## Begin

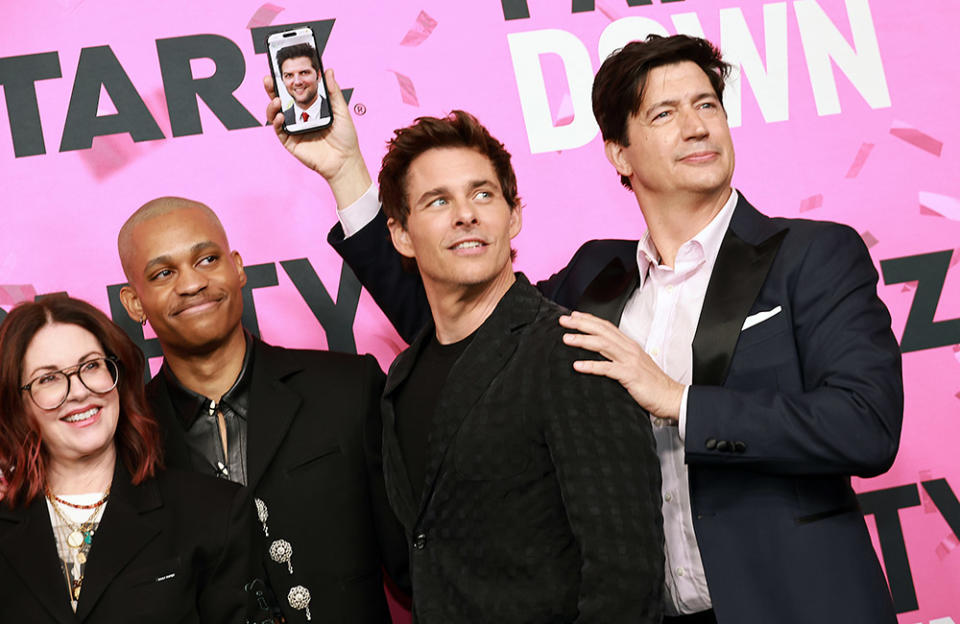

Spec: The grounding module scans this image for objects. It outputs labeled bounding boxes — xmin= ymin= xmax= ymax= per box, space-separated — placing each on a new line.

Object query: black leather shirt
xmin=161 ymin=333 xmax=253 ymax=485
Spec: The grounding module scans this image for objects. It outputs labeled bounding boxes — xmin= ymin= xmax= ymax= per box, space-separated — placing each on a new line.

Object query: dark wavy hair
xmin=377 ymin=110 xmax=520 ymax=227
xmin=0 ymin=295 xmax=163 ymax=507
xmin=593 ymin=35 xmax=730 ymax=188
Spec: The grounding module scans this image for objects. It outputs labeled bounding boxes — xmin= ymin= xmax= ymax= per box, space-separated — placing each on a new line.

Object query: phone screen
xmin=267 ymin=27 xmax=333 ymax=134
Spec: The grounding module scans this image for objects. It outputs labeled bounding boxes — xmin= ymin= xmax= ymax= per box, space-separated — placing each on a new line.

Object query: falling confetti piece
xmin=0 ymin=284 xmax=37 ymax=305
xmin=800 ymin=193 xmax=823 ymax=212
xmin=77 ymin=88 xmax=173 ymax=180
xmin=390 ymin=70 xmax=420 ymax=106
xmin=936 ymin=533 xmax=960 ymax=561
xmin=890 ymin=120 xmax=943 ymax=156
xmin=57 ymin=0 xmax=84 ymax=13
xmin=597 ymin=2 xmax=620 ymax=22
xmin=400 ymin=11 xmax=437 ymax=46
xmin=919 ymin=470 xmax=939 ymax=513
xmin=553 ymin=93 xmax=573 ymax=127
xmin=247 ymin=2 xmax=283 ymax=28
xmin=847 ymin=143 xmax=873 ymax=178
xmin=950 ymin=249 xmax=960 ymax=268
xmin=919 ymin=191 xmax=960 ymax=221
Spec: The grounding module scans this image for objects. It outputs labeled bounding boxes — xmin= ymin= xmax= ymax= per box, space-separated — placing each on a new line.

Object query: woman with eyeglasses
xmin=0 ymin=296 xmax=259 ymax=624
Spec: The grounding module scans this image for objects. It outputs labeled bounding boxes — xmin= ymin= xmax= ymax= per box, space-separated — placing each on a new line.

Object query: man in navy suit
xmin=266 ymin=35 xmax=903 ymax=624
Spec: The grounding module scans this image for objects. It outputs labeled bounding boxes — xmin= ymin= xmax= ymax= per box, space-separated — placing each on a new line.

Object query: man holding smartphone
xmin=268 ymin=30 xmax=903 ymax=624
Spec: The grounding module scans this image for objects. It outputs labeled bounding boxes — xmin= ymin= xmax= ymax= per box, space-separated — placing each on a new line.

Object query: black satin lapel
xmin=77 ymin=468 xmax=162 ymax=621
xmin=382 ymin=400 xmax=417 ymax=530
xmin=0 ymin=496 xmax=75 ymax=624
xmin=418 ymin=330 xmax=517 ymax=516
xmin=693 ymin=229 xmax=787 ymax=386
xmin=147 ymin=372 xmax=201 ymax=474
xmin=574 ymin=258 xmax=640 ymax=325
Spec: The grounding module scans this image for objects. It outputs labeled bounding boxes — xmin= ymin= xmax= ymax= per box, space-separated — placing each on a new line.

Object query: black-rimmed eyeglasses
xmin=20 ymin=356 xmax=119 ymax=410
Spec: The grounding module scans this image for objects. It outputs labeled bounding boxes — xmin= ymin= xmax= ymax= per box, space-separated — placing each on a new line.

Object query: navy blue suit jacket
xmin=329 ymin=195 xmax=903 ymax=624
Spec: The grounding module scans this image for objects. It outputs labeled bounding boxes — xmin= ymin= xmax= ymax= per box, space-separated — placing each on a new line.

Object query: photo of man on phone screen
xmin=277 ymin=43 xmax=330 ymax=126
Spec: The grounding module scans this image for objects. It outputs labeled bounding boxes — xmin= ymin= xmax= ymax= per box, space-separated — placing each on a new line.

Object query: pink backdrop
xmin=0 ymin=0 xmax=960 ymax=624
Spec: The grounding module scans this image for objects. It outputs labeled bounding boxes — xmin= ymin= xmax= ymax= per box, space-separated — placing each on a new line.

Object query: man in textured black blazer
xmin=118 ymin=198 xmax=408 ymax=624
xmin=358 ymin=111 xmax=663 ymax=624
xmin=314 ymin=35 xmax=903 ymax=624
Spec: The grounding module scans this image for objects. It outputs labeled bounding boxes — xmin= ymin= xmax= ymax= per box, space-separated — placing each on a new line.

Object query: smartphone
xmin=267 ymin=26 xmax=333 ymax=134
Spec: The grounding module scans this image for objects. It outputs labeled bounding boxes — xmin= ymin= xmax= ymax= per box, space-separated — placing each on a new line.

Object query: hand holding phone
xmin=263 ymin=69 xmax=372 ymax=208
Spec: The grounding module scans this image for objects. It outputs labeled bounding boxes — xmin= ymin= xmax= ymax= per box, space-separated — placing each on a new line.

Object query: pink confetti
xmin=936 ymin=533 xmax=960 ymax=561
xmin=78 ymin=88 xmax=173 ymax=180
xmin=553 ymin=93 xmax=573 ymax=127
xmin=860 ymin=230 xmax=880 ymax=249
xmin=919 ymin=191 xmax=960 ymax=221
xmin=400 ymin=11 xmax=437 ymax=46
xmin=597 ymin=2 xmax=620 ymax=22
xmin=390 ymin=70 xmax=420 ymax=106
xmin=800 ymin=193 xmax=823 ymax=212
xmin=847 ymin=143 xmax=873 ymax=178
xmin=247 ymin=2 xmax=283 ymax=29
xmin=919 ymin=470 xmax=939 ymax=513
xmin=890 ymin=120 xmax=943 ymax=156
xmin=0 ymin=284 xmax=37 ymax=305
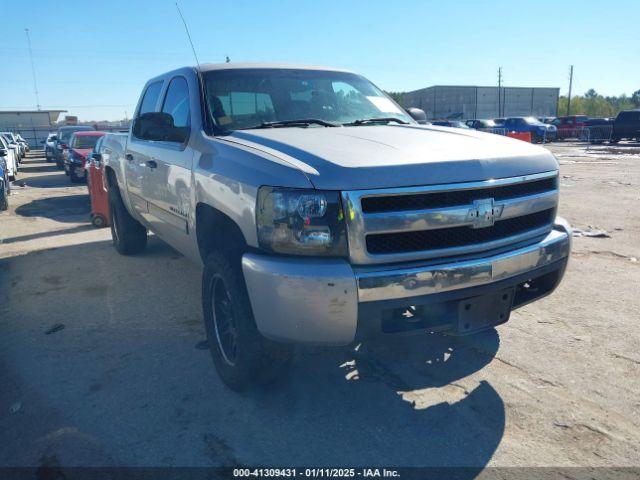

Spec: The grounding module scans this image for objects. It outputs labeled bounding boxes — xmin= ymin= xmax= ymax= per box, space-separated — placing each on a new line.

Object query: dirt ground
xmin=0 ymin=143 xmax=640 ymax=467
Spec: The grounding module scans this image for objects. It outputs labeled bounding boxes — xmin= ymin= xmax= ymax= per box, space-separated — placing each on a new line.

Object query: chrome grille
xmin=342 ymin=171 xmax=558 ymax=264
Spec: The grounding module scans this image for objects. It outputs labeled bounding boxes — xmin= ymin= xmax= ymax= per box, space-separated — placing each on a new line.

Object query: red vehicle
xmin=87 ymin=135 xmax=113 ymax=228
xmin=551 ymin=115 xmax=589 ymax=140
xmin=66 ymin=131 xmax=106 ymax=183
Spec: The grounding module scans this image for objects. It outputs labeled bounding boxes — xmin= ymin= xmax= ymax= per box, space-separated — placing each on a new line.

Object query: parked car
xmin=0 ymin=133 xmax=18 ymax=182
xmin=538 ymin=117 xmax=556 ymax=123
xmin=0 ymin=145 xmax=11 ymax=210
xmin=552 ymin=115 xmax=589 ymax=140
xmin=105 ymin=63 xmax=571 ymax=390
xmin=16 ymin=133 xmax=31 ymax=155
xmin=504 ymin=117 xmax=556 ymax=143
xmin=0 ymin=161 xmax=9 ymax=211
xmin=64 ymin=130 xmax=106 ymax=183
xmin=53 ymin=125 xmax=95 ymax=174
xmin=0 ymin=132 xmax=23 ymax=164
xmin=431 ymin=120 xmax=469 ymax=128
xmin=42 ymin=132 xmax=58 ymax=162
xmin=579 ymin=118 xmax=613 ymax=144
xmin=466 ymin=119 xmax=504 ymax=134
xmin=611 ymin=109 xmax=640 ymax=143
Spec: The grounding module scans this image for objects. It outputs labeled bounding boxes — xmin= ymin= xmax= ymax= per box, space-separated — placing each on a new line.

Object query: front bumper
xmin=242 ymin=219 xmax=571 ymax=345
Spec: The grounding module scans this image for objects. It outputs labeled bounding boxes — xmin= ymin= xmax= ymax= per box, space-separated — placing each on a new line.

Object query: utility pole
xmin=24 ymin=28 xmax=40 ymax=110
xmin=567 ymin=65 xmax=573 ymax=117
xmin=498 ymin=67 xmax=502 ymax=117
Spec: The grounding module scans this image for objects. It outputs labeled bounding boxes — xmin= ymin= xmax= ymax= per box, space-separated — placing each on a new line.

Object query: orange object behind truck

## End

* _EXERCISE GOAL_
Rewrite the part of the entries running from their start through the line containing "xmin=161 ymin=333 xmax=253 ymax=485" (both ends included, requests and all), adjusting every bounding-box coordinate in the answers by -115. Leave the pictures out.

* _CORRECT RESPONSE_
Spec: The grounding module scans this image for objects. It outputs labeled bounding boxes — xmin= ymin= xmax= ymax= per box, space-separated — placing each on a new line.

Object query: black leather shirt
xmin=46 ymin=218 xmax=138 ymax=370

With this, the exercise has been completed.